*Problem statement:*
Starting at the row that contains "the dark coat" and ending at the last row below, copy out every line, requests included. Multiply each point coordinate in the answers by 1.65 and round it to a whole number, rounding halves up, and leave out all other rows.

*Data to process:*
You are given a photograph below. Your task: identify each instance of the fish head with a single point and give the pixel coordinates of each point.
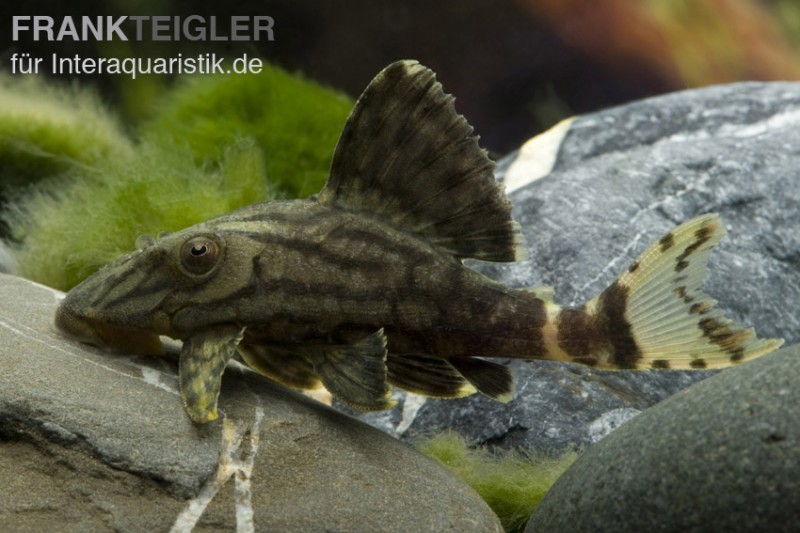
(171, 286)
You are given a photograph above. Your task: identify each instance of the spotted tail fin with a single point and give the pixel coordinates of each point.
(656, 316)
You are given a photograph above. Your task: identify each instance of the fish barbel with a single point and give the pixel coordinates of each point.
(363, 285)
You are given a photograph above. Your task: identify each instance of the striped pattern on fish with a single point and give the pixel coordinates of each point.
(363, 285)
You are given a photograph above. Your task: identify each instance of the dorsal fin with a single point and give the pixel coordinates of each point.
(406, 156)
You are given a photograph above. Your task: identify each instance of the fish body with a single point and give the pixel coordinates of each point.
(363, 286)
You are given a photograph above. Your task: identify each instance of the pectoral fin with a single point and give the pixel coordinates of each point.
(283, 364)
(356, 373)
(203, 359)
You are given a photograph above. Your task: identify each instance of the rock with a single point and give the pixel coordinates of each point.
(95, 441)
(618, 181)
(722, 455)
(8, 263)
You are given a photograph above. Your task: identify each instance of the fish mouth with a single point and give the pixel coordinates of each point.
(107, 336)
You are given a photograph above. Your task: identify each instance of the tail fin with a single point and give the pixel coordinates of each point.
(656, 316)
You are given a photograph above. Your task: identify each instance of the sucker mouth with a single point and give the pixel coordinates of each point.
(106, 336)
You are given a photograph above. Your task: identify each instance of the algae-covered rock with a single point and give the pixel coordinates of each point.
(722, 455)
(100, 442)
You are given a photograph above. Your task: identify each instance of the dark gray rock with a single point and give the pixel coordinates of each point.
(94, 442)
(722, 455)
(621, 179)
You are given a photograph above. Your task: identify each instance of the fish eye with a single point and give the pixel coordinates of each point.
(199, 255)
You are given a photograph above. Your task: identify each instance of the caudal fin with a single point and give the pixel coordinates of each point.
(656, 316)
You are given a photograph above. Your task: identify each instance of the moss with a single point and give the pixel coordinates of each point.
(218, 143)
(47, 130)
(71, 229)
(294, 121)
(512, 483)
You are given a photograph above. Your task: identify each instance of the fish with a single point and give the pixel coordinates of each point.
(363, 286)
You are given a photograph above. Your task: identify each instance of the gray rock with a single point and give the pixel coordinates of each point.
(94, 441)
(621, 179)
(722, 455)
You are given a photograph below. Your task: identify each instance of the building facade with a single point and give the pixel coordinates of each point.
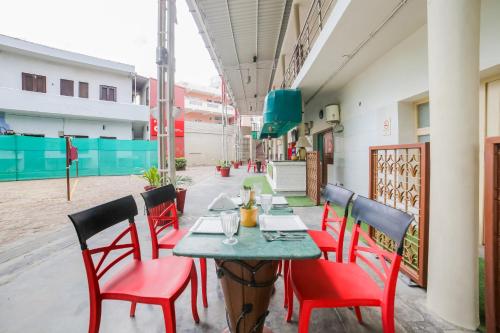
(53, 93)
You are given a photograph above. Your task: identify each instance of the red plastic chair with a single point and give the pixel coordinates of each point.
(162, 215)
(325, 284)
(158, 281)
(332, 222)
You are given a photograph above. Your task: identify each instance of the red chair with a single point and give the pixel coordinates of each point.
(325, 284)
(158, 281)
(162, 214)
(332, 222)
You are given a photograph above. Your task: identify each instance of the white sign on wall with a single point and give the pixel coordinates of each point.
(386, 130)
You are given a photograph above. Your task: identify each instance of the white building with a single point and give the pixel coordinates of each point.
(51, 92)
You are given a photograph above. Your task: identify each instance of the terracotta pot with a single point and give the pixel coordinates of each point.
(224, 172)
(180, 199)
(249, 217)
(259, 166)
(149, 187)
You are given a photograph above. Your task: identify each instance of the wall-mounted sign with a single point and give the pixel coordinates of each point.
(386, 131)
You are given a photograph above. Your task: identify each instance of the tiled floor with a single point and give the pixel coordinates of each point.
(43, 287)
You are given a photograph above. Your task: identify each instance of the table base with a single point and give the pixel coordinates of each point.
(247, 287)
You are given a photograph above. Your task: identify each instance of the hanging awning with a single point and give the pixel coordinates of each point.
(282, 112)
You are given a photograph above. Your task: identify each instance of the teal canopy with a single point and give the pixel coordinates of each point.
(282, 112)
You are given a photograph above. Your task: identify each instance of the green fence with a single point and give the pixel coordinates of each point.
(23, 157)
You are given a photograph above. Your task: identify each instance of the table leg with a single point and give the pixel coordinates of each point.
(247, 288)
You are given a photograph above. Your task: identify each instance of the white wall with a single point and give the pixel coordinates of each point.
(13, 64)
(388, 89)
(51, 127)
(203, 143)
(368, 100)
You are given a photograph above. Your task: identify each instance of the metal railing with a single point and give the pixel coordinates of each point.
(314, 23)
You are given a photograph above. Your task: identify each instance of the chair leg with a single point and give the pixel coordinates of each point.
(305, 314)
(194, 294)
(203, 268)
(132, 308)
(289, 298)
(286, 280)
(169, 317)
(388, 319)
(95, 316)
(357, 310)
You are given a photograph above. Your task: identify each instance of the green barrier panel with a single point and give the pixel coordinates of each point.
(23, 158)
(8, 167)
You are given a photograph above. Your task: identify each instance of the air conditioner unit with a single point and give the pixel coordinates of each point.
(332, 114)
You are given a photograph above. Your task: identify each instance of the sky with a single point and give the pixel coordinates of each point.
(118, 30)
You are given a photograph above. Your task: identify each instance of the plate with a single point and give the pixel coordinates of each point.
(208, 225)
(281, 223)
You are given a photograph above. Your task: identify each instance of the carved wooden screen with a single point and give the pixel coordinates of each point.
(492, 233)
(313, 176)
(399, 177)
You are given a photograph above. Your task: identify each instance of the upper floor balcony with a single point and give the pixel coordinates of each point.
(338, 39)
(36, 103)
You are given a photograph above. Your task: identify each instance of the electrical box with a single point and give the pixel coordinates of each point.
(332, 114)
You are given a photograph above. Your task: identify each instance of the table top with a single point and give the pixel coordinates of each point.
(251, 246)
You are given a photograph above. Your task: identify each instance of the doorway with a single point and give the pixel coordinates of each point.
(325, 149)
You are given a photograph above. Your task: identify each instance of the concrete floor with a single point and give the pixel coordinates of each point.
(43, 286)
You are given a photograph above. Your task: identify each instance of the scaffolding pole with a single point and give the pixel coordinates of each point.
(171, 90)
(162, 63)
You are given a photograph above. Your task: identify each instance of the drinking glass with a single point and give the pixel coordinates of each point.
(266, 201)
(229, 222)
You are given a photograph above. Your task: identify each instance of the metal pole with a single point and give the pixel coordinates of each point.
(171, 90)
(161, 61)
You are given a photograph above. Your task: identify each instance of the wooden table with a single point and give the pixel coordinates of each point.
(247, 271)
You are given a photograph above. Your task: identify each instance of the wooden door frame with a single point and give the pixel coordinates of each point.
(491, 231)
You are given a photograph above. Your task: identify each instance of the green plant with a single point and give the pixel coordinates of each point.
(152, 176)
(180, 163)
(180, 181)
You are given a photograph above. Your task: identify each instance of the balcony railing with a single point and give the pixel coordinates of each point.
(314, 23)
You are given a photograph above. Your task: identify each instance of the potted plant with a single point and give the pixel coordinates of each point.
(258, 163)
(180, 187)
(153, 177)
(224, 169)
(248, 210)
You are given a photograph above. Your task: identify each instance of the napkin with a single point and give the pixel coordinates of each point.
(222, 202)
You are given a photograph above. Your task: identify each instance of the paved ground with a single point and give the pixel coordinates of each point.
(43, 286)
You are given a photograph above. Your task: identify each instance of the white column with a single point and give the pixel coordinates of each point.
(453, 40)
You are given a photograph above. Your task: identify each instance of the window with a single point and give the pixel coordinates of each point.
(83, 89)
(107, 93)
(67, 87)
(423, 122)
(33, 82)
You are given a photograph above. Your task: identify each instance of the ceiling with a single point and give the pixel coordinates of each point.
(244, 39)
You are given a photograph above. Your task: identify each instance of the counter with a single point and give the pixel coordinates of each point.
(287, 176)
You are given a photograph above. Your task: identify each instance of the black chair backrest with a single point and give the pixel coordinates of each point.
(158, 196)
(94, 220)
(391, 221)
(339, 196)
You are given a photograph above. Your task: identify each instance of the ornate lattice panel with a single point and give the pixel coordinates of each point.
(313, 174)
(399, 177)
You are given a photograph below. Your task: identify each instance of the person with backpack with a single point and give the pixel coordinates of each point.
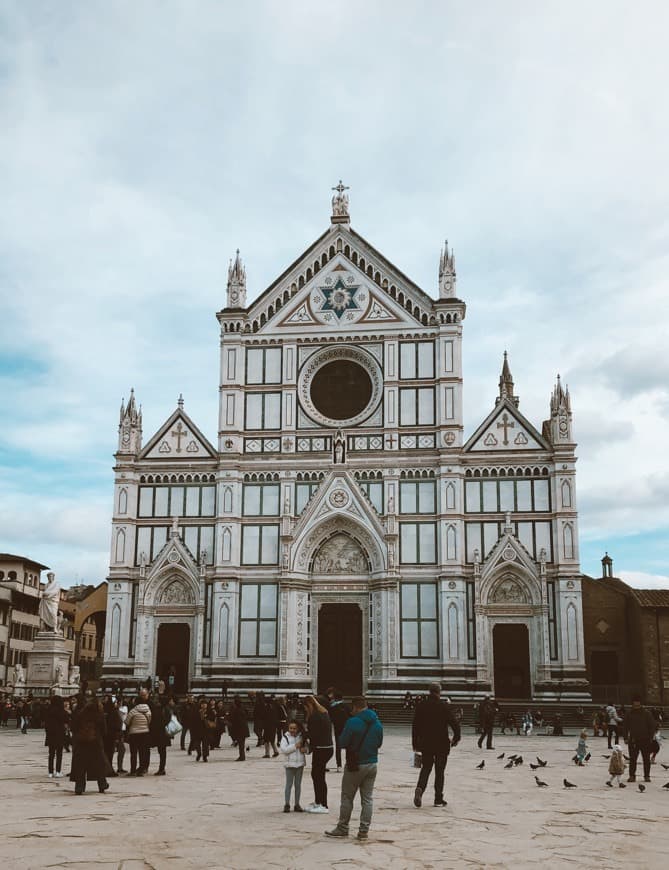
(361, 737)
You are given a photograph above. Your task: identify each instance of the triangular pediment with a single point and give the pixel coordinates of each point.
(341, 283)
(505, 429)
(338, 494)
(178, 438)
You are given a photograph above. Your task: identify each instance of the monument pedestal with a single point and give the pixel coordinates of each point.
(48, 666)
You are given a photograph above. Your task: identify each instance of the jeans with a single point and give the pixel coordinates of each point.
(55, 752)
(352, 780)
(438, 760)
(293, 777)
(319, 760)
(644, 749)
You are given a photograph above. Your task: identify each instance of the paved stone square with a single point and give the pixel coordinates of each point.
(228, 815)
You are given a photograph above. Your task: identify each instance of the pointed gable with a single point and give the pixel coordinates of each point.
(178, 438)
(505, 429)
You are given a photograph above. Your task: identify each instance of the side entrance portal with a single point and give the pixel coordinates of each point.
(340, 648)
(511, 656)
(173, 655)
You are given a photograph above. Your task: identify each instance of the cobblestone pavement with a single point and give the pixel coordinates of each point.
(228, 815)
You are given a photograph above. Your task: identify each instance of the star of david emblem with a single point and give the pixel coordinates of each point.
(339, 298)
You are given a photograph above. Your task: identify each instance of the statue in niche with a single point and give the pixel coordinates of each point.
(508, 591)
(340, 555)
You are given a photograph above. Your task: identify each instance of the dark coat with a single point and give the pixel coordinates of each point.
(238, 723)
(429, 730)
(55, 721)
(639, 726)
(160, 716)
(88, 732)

*Result for this exercise:*
You are given a photograph above. Your task: identify each instance of the dark coat with a single point and give the pixel coordinates of each point.
(393, 1193)
(708, 1205)
(91, 1190)
(1054, 1198)
(264, 1181)
(145, 1208)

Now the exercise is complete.